## Entries supplied
++++++++++

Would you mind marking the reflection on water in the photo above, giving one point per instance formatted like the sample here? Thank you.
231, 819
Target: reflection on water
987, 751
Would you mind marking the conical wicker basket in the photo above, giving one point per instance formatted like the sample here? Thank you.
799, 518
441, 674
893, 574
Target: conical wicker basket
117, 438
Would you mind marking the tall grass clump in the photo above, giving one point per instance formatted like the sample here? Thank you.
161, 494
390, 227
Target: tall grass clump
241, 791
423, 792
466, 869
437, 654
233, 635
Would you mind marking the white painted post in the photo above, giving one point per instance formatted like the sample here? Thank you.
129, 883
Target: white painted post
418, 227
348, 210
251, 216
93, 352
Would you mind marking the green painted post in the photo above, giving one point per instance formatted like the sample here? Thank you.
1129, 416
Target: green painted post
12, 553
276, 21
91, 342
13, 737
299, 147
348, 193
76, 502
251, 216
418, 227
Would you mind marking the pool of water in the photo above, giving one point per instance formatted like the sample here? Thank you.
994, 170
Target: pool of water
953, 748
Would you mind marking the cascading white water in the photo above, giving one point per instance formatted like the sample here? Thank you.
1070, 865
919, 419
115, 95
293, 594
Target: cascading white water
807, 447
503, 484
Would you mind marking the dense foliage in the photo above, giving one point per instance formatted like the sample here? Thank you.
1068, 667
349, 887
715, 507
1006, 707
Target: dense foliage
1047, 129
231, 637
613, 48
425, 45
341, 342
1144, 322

++++++++++

## Task description
Reproduce every line of the entries from the line containing "Would you mind marking the dense" through the end of the entries. Multiply each answer coordinate listed after the "Target:" line by 0.85 and round it to a whole number, with halves going up. Leave every other number as it is.

## Answer to the problem
Would you mind marking the dense foliage in the photo above, giving one point per instance formatted like the sample here? Thank you.
1068, 667
349, 887
715, 507
1006, 707
Target: dense foliage
890, 110
196, 541
521, 41
361, 38
290, 291
972, 274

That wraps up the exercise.